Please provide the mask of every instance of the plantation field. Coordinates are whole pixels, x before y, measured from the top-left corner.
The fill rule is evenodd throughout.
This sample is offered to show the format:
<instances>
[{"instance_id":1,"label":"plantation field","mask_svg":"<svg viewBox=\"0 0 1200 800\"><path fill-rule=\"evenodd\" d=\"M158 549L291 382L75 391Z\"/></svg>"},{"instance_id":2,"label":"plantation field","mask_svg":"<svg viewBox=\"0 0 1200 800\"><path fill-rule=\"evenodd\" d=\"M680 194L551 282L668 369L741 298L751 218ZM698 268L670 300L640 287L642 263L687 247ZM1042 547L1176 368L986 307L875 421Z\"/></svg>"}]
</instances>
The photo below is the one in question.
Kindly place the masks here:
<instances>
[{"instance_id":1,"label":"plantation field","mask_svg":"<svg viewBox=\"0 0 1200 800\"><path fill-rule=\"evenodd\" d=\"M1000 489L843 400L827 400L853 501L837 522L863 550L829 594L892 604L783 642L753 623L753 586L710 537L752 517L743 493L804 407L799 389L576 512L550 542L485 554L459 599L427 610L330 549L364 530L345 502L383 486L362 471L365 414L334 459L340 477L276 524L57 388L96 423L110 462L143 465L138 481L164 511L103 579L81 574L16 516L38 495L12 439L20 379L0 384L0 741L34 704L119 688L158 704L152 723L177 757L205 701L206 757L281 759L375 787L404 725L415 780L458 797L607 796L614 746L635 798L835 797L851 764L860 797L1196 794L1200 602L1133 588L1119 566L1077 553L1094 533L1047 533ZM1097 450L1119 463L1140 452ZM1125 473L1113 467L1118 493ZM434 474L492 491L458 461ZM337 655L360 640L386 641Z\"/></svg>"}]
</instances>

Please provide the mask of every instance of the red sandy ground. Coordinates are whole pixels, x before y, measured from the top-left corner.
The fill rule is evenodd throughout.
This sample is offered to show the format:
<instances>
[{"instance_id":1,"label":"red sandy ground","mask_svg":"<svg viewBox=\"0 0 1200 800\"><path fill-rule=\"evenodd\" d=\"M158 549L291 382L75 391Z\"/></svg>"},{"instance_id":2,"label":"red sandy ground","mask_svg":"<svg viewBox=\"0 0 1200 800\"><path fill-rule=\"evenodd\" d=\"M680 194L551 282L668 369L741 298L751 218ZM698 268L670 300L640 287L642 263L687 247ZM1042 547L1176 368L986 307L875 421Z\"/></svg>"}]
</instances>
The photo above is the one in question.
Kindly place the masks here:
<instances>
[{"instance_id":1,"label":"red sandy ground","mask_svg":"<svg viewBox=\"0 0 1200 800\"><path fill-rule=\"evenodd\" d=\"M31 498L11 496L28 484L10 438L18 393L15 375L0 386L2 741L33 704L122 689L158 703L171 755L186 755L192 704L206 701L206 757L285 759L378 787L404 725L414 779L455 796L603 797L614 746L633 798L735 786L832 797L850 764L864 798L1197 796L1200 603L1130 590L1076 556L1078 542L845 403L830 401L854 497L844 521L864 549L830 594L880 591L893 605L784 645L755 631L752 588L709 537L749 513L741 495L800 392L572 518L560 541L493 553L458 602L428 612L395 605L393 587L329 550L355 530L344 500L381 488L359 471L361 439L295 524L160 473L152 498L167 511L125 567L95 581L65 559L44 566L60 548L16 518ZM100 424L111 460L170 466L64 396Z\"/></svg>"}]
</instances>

----

▶ **YOUR GOAL**
The reply must contain each line of the material, reproduced faithfully.

▶ **SOLUTION FOR THIS PROBLEM**
Please provide the mask of every instance of the plantation field. Coordinates are whole pixels, x before y, measured from the top-left corner.
The fill rule is evenodd throughout.
This sample is offered to show the format:
<instances>
[{"instance_id":1,"label":"plantation field","mask_svg":"<svg viewBox=\"0 0 1200 800\"><path fill-rule=\"evenodd\" d=\"M158 549L291 382L75 391Z\"/></svg>"},{"instance_id":2,"label":"plantation field","mask_svg":"<svg viewBox=\"0 0 1200 800\"><path fill-rule=\"evenodd\" d=\"M680 194L551 282L668 369L741 298L751 218ZM698 268L670 300L640 287L642 263L687 247ZM1042 547L1176 368L986 307L875 421Z\"/></svg>"}]
</instances>
The photo below is the one in question.
Kindly place the masks here:
<instances>
[{"instance_id":1,"label":"plantation field","mask_svg":"<svg viewBox=\"0 0 1200 800\"><path fill-rule=\"evenodd\" d=\"M1000 489L843 400L827 400L853 501L837 522L863 550L829 594L892 604L783 642L753 623L753 586L710 537L752 517L743 493L804 407L799 389L576 512L550 542L485 554L459 599L427 610L330 549L364 530L345 502L383 486L362 471L365 414L334 459L340 477L276 524L57 388L96 423L110 462L143 465L138 481L164 511L103 579L81 574L16 516L38 495L12 439L20 379L0 384L0 741L34 704L119 688L158 704L152 723L177 757L205 701L206 757L281 759L375 787L404 725L415 780L458 797L607 796L614 746L635 798L835 797L851 764L860 797L1196 794L1200 602L1133 588L1119 566L1077 553L1094 533L1047 533ZM1097 450L1119 463L1140 452ZM1125 473L1113 467L1118 493ZM434 474L492 491L458 461ZM337 655L360 640L386 641Z\"/></svg>"}]
</instances>

Please provide the mask of every instance of the red sandy ground. Coordinates are whole pixels, x before y, measured from the top-left corner.
The fill rule is evenodd throughout.
This sample is offered to show the format:
<instances>
[{"instance_id":1,"label":"red sandy ground","mask_svg":"<svg viewBox=\"0 0 1200 800\"><path fill-rule=\"evenodd\" d=\"M158 549L291 382L75 391Z\"/></svg>"},{"instance_id":2,"label":"red sandy ground","mask_svg":"<svg viewBox=\"0 0 1200 800\"><path fill-rule=\"evenodd\" d=\"M680 194L551 282L668 369L741 298L751 218ZM698 268L670 300L640 287L642 263L687 247ZM1042 547L1176 368L986 307L875 421Z\"/></svg>"}]
</instances>
The photo above is the one in question.
Kindly place the masks here:
<instances>
[{"instance_id":1,"label":"red sandy ground","mask_svg":"<svg viewBox=\"0 0 1200 800\"><path fill-rule=\"evenodd\" d=\"M31 498L11 496L28 484L10 438L18 393L15 375L0 386L2 741L33 704L122 689L158 703L171 755L186 755L192 704L206 701L206 757L285 759L378 787L404 725L414 779L455 796L603 797L614 746L633 798L735 786L832 797L850 764L864 798L1197 796L1200 603L1130 590L1076 556L1078 542L845 403L830 401L854 497L844 521L864 549L830 594L880 591L893 605L784 645L755 631L752 588L709 537L749 513L741 495L800 392L572 518L560 541L493 553L458 602L428 612L395 605L393 587L329 550L355 530L344 500L381 488L359 471L361 439L295 524L160 473L152 498L167 511L125 567L95 581L65 559L44 566L60 548L16 518ZM100 424L111 460L170 466L64 396Z\"/></svg>"}]
</instances>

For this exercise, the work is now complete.